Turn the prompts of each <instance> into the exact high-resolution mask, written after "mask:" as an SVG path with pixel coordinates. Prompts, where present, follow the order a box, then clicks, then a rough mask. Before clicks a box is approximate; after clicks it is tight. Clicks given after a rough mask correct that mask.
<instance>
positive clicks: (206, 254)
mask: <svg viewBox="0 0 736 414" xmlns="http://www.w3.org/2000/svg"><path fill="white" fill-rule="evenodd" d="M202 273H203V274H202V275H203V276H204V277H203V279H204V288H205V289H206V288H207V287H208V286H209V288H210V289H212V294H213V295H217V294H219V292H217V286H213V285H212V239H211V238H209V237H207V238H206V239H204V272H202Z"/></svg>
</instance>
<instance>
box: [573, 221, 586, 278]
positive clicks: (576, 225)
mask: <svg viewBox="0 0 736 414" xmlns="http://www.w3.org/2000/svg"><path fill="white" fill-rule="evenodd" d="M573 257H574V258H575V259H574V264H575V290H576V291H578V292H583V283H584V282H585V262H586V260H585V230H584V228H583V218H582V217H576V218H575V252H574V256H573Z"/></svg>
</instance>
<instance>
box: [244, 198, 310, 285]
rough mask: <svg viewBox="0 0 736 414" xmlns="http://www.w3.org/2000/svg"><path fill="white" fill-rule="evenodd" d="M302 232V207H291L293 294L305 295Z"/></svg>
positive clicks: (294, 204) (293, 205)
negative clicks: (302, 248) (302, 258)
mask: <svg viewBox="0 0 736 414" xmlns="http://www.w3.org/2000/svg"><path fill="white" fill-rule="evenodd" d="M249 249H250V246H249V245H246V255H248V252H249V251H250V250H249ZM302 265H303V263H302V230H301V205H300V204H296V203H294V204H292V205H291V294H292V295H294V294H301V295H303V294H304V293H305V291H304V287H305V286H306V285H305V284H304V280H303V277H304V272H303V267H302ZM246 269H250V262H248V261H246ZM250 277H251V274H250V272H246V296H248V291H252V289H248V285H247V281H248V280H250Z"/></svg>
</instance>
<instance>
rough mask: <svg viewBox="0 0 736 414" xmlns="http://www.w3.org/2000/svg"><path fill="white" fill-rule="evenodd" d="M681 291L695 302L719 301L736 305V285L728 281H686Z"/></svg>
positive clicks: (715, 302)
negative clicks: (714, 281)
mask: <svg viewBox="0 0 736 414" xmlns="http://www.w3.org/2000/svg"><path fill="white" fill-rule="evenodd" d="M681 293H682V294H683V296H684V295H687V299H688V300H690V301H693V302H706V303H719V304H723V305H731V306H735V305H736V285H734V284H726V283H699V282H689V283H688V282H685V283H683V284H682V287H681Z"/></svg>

--------------------------------------------------

## BRIEF
Return the whole of the data, character for character.

## RESPONSE AREA
Turn the prompts of each <instance> into the exact high-resolution mask, written after "mask:" as an SVG path with pixel coordinates. Prompts, where present, follow the order a box, then clicks, then a rough mask. Before clicks a box is approximate; after clicks it is tight. Clicks given after a rough mask correct that mask.
<instance>
positive clicks: (206, 254)
mask: <svg viewBox="0 0 736 414" xmlns="http://www.w3.org/2000/svg"><path fill="white" fill-rule="evenodd" d="M202 273H203V274H202V275H203V276H204V277H203V279H204V288H205V289H206V288H207V287H208V286H209V288H210V289H212V294H213V295H217V294H219V292H217V286H213V285H212V239H211V238H209V237H207V238H206V239H204V272H202Z"/></svg>
</instance>
<instance>
box: [573, 221, 586, 278]
positive clicks: (576, 225)
mask: <svg viewBox="0 0 736 414" xmlns="http://www.w3.org/2000/svg"><path fill="white" fill-rule="evenodd" d="M573 257H574V258H575V259H574V264H575V290H576V291H578V292H583V283H584V282H585V262H586V260H585V230H584V228H583V218H582V217H576V218H575V252H574V256H573Z"/></svg>
</instance>
<instance>
box: [244, 198, 310, 285]
rough mask: <svg viewBox="0 0 736 414" xmlns="http://www.w3.org/2000/svg"><path fill="white" fill-rule="evenodd" d="M302 232V207H291L293 294L305 295Z"/></svg>
positive clicks: (294, 204) (293, 205)
negative clicks: (302, 248) (302, 258)
mask: <svg viewBox="0 0 736 414" xmlns="http://www.w3.org/2000/svg"><path fill="white" fill-rule="evenodd" d="M249 249H250V246H249V245H246V255H248V252H249V251H250V250H249ZM302 265H303V263H302V230H301V205H300V204H296V203H294V204H292V205H291V294H292V295H294V294H301V295H303V294H304V293H305V291H304V287H305V286H306V285H305V284H304V280H303V277H304V272H303V267H302ZM246 269H250V262H248V261H246ZM250 277H251V274H250V272H246V296H248V291H252V289H248V285H247V281H248V280H250Z"/></svg>
</instance>
<instance>
rough mask: <svg viewBox="0 0 736 414" xmlns="http://www.w3.org/2000/svg"><path fill="white" fill-rule="evenodd" d="M681 291L695 302L719 301L736 305V285L728 281H686Z"/></svg>
positive clicks: (715, 302)
negative clicks: (714, 281)
mask: <svg viewBox="0 0 736 414" xmlns="http://www.w3.org/2000/svg"><path fill="white" fill-rule="evenodd" d="M681 293H682V294H683V296H684V295H687V299H688V300H690V301H693V302H706V303H719V304H723V305H731V306H735V305H736V285H734V284H726V283H699V282H689V283H688V282H685V283H683V284H682V287H681Z"/></svg>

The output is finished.